- _Description of the task_: Reproduce every line of the listing below word for word, with no changes.

::::::

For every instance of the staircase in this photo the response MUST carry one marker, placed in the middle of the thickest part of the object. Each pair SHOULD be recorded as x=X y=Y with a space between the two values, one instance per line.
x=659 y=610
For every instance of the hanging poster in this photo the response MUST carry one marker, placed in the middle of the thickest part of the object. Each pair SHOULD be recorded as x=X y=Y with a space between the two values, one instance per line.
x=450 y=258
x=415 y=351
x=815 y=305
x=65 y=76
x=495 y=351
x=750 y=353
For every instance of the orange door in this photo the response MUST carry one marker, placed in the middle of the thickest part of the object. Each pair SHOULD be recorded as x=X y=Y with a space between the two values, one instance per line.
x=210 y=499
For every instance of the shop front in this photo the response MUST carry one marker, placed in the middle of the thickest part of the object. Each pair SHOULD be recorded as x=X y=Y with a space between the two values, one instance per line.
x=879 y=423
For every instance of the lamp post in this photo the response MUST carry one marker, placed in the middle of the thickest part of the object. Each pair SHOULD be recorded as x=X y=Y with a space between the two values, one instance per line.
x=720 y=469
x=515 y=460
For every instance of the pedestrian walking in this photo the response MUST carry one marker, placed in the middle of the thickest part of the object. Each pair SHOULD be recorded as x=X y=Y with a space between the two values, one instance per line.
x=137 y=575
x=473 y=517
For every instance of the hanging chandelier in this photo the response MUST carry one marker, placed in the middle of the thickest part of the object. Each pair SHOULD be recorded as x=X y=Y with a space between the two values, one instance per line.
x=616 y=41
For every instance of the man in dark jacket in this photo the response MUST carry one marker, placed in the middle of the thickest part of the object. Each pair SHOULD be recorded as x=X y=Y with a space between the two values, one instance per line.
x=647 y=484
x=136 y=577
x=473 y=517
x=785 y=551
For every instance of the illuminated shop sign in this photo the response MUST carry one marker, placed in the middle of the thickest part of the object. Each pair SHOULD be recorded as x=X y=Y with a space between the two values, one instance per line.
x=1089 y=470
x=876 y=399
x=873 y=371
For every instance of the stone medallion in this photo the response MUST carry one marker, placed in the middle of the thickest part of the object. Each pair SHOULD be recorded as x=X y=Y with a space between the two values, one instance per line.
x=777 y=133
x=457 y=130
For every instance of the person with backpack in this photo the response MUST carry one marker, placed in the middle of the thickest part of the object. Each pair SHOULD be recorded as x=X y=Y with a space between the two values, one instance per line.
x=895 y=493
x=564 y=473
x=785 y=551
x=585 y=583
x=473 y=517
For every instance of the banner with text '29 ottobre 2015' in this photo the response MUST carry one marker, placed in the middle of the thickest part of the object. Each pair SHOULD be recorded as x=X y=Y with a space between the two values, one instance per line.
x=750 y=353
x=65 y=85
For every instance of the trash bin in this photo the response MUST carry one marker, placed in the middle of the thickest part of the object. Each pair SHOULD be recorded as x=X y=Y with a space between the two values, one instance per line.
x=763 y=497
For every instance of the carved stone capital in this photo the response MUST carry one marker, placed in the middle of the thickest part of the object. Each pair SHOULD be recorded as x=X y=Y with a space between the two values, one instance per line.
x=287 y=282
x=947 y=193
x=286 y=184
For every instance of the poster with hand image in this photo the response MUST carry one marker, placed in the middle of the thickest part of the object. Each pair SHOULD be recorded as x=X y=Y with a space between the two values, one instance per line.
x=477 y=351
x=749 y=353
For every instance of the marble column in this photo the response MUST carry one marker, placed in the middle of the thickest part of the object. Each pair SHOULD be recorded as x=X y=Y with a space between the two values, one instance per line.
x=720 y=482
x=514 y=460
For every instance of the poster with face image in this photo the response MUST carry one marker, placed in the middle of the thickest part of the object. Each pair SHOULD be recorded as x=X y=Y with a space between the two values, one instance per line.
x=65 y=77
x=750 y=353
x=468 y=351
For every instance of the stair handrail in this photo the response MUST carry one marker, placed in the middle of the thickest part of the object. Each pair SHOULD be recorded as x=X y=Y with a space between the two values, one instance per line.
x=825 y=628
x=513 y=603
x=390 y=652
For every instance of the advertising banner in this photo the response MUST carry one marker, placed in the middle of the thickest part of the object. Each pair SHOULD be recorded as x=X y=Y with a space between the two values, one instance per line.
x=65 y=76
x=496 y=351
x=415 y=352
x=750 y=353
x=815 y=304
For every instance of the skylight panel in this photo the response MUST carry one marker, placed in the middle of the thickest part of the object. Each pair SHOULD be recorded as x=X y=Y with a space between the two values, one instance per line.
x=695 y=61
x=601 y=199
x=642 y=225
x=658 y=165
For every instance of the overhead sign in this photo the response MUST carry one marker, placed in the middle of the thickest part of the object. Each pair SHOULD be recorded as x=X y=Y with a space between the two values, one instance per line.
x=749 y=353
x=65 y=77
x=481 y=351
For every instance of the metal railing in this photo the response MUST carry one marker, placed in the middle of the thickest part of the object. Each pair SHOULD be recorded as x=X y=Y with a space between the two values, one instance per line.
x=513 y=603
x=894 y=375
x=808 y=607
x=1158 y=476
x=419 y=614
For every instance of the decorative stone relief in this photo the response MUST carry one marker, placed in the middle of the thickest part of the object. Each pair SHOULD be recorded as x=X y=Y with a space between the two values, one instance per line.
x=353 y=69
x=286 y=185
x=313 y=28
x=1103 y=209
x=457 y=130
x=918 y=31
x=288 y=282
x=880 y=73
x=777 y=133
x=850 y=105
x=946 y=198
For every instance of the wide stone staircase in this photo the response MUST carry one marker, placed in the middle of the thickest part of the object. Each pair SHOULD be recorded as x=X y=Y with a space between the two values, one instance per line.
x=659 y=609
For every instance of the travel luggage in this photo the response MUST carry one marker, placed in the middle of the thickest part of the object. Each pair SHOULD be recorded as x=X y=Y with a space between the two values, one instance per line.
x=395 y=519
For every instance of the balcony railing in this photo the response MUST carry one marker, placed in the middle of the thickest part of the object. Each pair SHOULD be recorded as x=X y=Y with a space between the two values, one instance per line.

::::::

- _Reply to the task_:
For every instance of the staircase in this photo the response MUST carry one marker, placed in the middle of the thickest part of the object. Each pair SHOULD be recorded as x=X y=Y with a space between the two values, one instance per line.
x=659 y=610
For every instance of the hanging poster in this photo the response MUST carry one marker, placed in the middle of the thickest part of the object. Each pair SHOULD be recorded as x=X y=Y with a space between the two values, one instance per line.
x=450 y=258
x=415 y=351
x=815 y=305
x=65 y=76
x=495 y=351
x=750 y=353
For every instance of the orange door in this photo the response MUST carry one marker, placed in the middle of the thickest part of the object. Each pair SHOULD be recorded as x=X y=Y with a space between the two values, one instance per line.
x=210 y=499
For every instance of the shop front in this photo the response MUST carry one marker, placed in the middle of the thickest part of the object. Each pair SHOULD be recorded as x=X y=Y with a space between the two values, one instance per line.
x=879 y=423
For every instance of the lamp post in this photo the response MUST carry one marker, placed in the middle of the thickest part of the object. Each pair SHOULD be recorded as x=X y=Y with a space between the two values, one instance per line.
x=720 y=469
x=515 y=460
For every instance of the pedestrian walking in this photo the response MUST carry one marker, placed in the middle of the thickest part of the object. Each pair SHOULD be recorded as x=X y=Y with a space between the two values, one instance per line.
x=137 y=575
x=473 y=517
For every instance of the hanging chandelier in this photo the response MUST carry one marker, placed in the middle of the thickest part of the object. Each pair SHOULD be recorded as x=X y=Y with a space between the two values, one instance per line.
x=616 y=41
For every instance of the man in dark jacket in this photo the response MUST carry one marker, placed in the middle of the thickest part of the object. Each pair SHOULD be recorded as x=X y=Y with a space between the two values, one instance per line.
x=647 y=484
x=136 y=577
x=473 y=517
x=785 y=551
For every instance of the illuminated shop sign in this photo the response MUST carry one marker, placed in the middle of the thickest part of the object. Each pair SHOULD be recorded as x=X y=Y with a space between the two values, one instance per line.
x=1089 y=470
x=876 y=399
x=873 y=371
For every instance of the stone medallion in this photo the response MUST carry one marker, placed in the middle of the thickest part of the object. Each pair SHOULD be recorded as x=X y=Y with a space between the two values, one instance per line.
x=777 y=133
x=457 y=130
For every instance of the person with backpack in this photo the response MUST carry one marker, placed in the middle of the thickest part of the object. Each pair SHOULD be recorded as x=X y=Y with a space between the two values, one instance per line.
x=895 y=493
x=564 y=473
x=785 y=551
x=585 y=583
x=473 y=517
For every instance of the banner with text '29 ottobre 2015' in this photo the response MUST carry one marker, placed in the middle of the thickest part of the object. Each pair SHOULD be recorded as x=X y=Y with a space between the two values, one instance per line.
x=750 y=353
x=65 y=85
For every instance of the trash bin in this photo the response MUST carry one marker, placed in the middle of the thickest part of the object. Each pair SHOULD be recorded as x=X y=Y with a space between the two values, one instance per line.
x=763 y=497
For every instance of the carved stone capital in this photo the response MUST carry one marker, placed in the middle of the thickest part of the object. Each pair SHOULD be recorded as x=X y=Y with a space between the two values, one instance per line.
x=287 y=282
x=947 y=193
x=286 y=184
For every instance of the poster with hand image in this photo the response MUST carry one marker, placed in the middle of the thickest part of the object. Each pair SHOULD be recorded as x=X y=Y with a space between the two values, one instance per line.
x=477 y=351
x=749 y=353
For every instance of the marble column in this photo the response MUST carry one marker, placed in the middle of the thickest part of the object. Each pair SHOULD be recorded as x=X y=Y with a space between the two values, one instance per line.
x=720 y=482
x=514 y=460
For every instance of the poster with face image in this photo the response MUST carry one marker, placed in the middle of the thickest part of the object. Each pair SHOULD be recorded as x=X y=Y with a space between the two values, one instance per line.
x=65 y=77
x=750 y=353
x=468 y=351
For every instance of the stair handrail in this photo the response MUST carry one marker, placed in the middle of the thickest part of the object. Each pair SHOULD be recorded as x=X y=Y with a space between the two values, one instance per line.
x=825 y=628
x=513 y=603
x=390 y=652
For every instance of the advertising banner in this photo the response MUST carry one marker, placed in the middle of the thickest part of the object. Each pair SHOULD be recorded as x=X y=Y with a space between the two values, one instance per line.
x=65 y=76
x=496 y=351
x=415 y=352
x=750 y=353
x=815 y=304
For every instance of the skylight panel in this photo the response MUST carry one marker, placed in the middle of the thickest part of the object. Each pair SHOULD be recorded as x=X y=Y with a space between the two values, one instance per line.
x=695 y=61
x=601 y=199
x=642 y=225
x=658 y=165
For every instance of the overhead sign in this photo the response MUST carry one marker, placed in the middle of the thickest part of the object. Each pair SHOULD be recorded as x=X y=Y with a space between the two values, one instance per line.
x=749 y=353
x=65 y=77
x=481 y=351
For every instance of the metal railing in this photo the response MUST carry one marker, placed in the middle of the thickest part of the object. Each pair SHOULD be recorded as x=X y=Y with a space between the two values, one instance per line.
x=513 y=603
x=894 y=375
x=808 y=607
x=1158 y=476
x=419 y=614
For every instance of the decorative stone relief in this photo the response MUST carry one marker, placed in the middle of the thickest part of the object. Each pair SHOULD be recorded as x=X y=Y with a space between the two values, one instance per line.
x=353 y=69
x=286 y=185
x=313 y=28
x=1103 y=209
x=457 y=130
x=918 y=31
x=288 y=282
x=880 y=73
x=777 y=133
x=850 y=105
x=946 y=198
For every instance of the wide stone staircase in this photo the response MUST carry one marker, placed in the middle of the thickest part of the object. Each pair SHOULD be recorded as x=X y=Y with a space between the two values, one instance per line.
x=659 y=609
For every instance of the travel luggage in this photo the response MUST carry one marker, placed in the middle of the thickest part of the object. Each pair SHOULD be recorded as x=X y=Y with a space between the two values, one instance per line.
x=395 y=519
For every instance of the balcony railing in this photo the response MUST carry one marker, placed in the middle of the thickest part of the object. Each pair SHOULD be recorded as x=X y=Y with a space between the two values, one instance per line.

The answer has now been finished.